→ EXCERPT TO READ
------------

Google Vision API in R – RoogleVision

Using the Google Vision API in R

Utilizing RoogleVision

After doing my post last month on OpenCV and face detection, I started looking into other algorithms used for pattern detection in images. As it turns out, Google has done a phenomenal job with their Vision API. It’s absolutely incredible the amount of information it can spit back to you by simply sending it a picture.

Also, it’s 100% free! I believe that includes 1000 images per month. Amazing!

In this post I’m going to walk you through the absolute basics of accessing the power of the Google Vision API using the RoogleVision package in R.

As always, we’ll start off loading some libraries. I wrote some extra notation around where you can install them within the code.

# Normal Libraries

# devtools::install_github("flovv/RoogleVision")
library(jsonlite) # to import credentials

# For image processing
# source("")
# biocLite("EBImage")

# For Latitude Longitude Map

Google Authentication

In order to use the API, you have to authenticate. There is plenty of documentation out there about how to setup an account, create a project, download credentials, etc. Head over to Google Cloud Console if you don’t have an account already.

# Credentials file I downloaded from the cloud console
creds = fromJSON('credentials.json')

# Google Authentication - Use Your Credentials
# options("googleAuthR.client_id" = "")
# options("googleAuthR.client_secret" = "")

options("googleAuthR.client_id" = creds$installed$client_id)
options("googleAuthR.client_secret" = creds$installed$client_secret)
options("googleAuthR.scopes.selected" = c(""))

Now You’re Ready to Go

The function getGoogleVisionResponse takes three arguments:

  1. imagePath
  2. feature
  3. numResults

Numbers 1 and 3 are self-explanatory, “feature” has 5 options:


These are self-explanatory but it’s nice to see each one in action.

As a side note: there are also other features that the API has which aren’t included (yet) in the RoogleVision package such as “Safe Search” which identifies inappropriate content, “Properties” which identifies dominant colors and aspect ratios and a few others can be found at the Cloud Vision website

Label Detection

This is used to help determine content within the photo. It can basically add a level of metadata around the image.

Here is a photo of our dog when we hiked up to Audubon Peak in Colorado:

plot of chunk unnamed-chunk-2

dog_mountain_label = getGoogleVisionResponse('dog_mountain.jpg',
                                              feature = 'LABEL_DETECTION')

------------

→ INFORMATION PROVIDED
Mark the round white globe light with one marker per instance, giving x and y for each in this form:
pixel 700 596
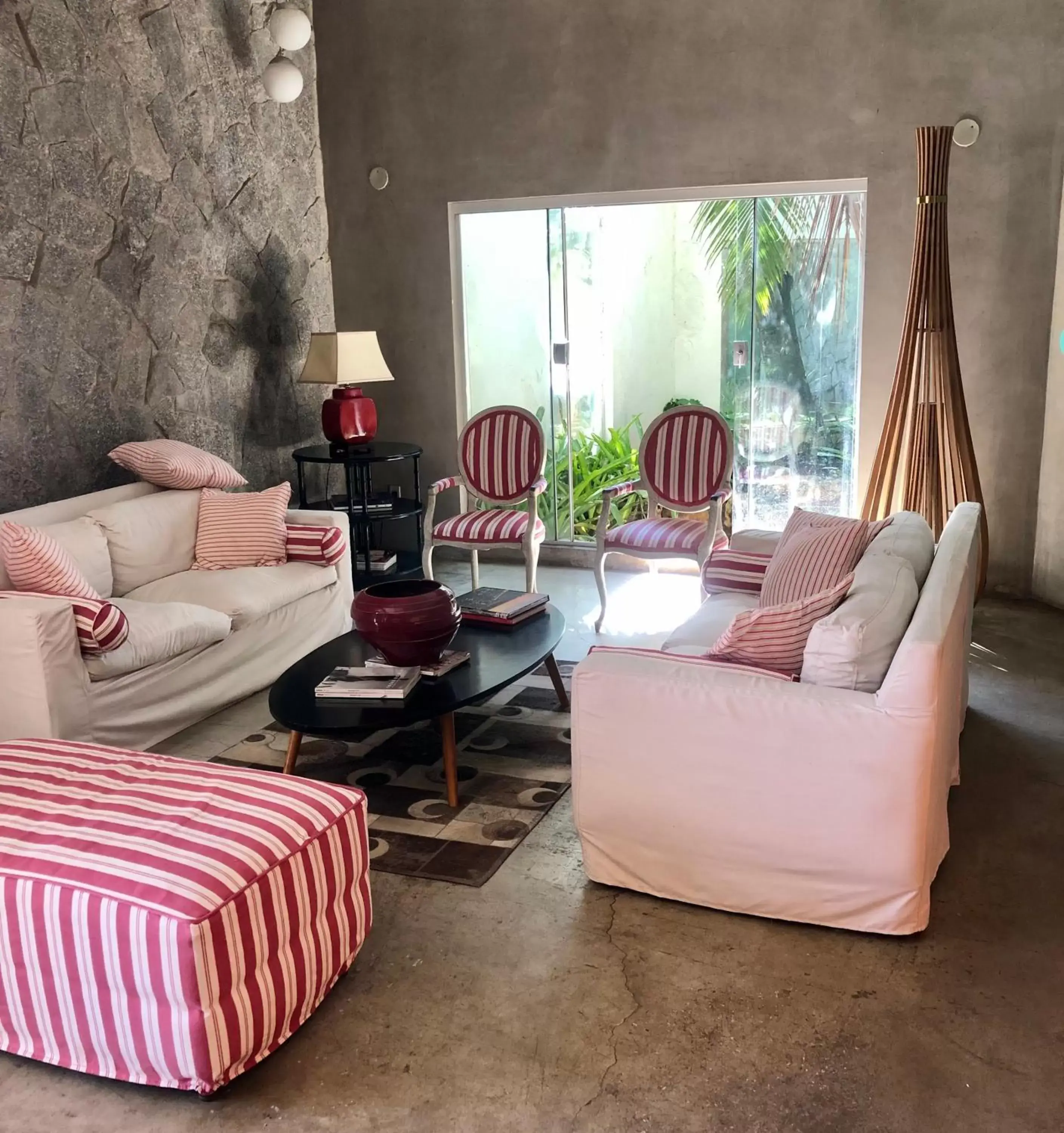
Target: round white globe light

------------

→ WHAT IS REQUIRED
From the Google Vision API post above, set down the stretch from "# For Latitude" through "creds = fromJSON('credentials.json')", word for word.

→ COMPLETE ANSWER
# For Latitude Longitude Map

Google Authentication

In order to use the API, you have to authenticate. There is plenty of documentation out there about how to setup an account, create a project, download credentials, etc. Head over to Google Cloud Console if you don’t have an account already.

# Credentials file I downloaded from the cloud console
creds = fromJSON('credentials.json')